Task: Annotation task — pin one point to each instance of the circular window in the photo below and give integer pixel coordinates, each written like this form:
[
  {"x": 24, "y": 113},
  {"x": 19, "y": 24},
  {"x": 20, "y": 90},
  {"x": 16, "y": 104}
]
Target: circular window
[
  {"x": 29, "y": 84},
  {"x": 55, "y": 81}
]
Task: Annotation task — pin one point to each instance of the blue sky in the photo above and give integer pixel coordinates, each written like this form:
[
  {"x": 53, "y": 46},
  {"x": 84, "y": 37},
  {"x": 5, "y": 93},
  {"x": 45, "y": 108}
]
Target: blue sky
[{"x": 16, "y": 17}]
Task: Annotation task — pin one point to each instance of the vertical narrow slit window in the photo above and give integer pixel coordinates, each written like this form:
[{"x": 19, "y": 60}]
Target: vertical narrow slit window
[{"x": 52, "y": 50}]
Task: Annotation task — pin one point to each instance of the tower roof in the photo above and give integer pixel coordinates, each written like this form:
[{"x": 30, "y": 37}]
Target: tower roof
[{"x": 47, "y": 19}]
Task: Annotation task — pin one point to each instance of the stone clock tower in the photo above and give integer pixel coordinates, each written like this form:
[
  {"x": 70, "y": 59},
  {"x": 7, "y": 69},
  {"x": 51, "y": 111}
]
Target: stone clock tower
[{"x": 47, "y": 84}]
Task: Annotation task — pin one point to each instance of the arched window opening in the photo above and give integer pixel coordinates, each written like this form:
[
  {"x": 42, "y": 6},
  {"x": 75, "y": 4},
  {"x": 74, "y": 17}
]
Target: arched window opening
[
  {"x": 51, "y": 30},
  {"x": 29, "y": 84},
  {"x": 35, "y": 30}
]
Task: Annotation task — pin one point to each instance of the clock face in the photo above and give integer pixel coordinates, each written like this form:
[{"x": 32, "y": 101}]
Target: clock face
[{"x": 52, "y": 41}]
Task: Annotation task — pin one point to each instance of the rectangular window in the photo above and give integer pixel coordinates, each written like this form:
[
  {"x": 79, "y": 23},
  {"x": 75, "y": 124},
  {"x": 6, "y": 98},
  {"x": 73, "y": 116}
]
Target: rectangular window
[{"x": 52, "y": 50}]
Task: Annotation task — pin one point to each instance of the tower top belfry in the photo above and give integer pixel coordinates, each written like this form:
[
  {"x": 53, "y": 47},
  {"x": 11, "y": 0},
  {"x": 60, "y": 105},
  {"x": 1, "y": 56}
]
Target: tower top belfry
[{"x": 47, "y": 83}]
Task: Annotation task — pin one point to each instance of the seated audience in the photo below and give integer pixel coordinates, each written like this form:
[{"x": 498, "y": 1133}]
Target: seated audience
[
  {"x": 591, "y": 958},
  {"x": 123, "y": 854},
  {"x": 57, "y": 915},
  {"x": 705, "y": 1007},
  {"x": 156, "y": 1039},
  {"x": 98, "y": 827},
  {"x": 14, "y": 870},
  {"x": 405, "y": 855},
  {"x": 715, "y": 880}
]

→ WORK INSTRUCTIONS: Reproduce all the records precisely.

→ RESPONSE TO THIS EXERCISE:
Task: Annotation task — pin one point to each instance of the circular window in the photo below and give integer pixel coordinates, each written like this form:
[
  {"x": 24, "y": 113},
  {"x": 19, "y": 24},
  {"x": 20, "y": 90},
  {"x": 16, "y": 104}
]
Target: circular window
[
  {"x": 29, "y": 84},
  {"x": 55, "y": 81}
]
Task: Annotation task — pin one point to each instance of the blue sky in the photo above and give integer pixel coordinates, each written like this form:
[
  {"x": 53, "y": 46},
  {"x": 84, "y": 37},
  {"x": 5, "y": 93},
  {"x": 45, "y": 108}
]
Target: blue sky
[{"x": 16, "y": 17}]
Task: Annotation task — pin one point to each instance of the vertical narrow slit window in the photo above and give integer pixel coordinates, each written like this form:
[{"x": 19, "y": 60}]
Target: vertical narrow slit window
[{"x": 52, "y": 50}]
Task: Annotation task — pin one point to each instance of the tower roof in the photo above and give integer pixel coordinates, each written like this form:
[{"x": 30, "y": 37}]
Target: tower roof
[{"x": 47, "y": 19}]
Task: Annotation task — pin one point to each instance of the stone clock tower in the photo above and give integer pixel coordinates, each written like this form:
[
  {"x": 70, "y": 59},
  {"x": 7, "y": 69},
  {"x": 51, "y": 111}
]
Target: stone clock tower
[{"x": 47, "y": 84}]
Task: Annotation task — pin one point to each instance of the arched window opening in the photo above and give integer pixel coordinates, each written like this form:
[
  {"x": 42, "y": 6},
  {"x": 75, "y": 4},
  {"x": 74, "y": 17}
]
Target: arched window opening
[
  {"x": 51, "y": 30},
  {"x": 29, "y": 84},
  {"x": 35, "y": 30}
]
Task: Annotation task — pin one point to each instance of the clock face in the photo above and give integer pixel coordinates, each written like this form:
[{"x": 32, "y": 101}]
Target: clock face
[{"x": 52, "y": 41}]
Task: Annotation task — pin one point to each instance of the rectangular window in the photo above and give integer pixel coordinates, each written like this form:
[
  {"x": 79, "y": 23},
  {"x": 75, "y": 124},
  {"x": 6, "y": 98},
  {"x": 73, "y": 116}
]
Target: rectangular window
[{"x": 52, "y": 50}]
Task: Annotation task — pin one point to each instance of the tower top belfry in the photo above and give integer pixel coordinates, each written like this form:
[
  {"x": 53, "y": 47},
  {"x": 11, "y": 0},
  {"x": 60, "y": 105},
  {"x": 1, "y": 56}
]
Target: tower top belfry
[{"x": 47, "y": 83}]
Task: Annotation task — pin one point to each instance of the seated audience in the photo below and give integer pixel coordinates, each written like this form:
[{"x": 498, "y": 1133}]
Target: seated audience
[
  {"x": 591, "y": 958},
  {"x": 123, "y": 854},
  {"x": 57, "y": 915},
  {"x": 705, "y": 1007},
  {"x": 156, "y": 1039},
  {"x": 98, "y": 827},
  {"x": 14, "y": 870},
  {"x": 405, "y": 855},
  {"x": 715, "y": 880}
]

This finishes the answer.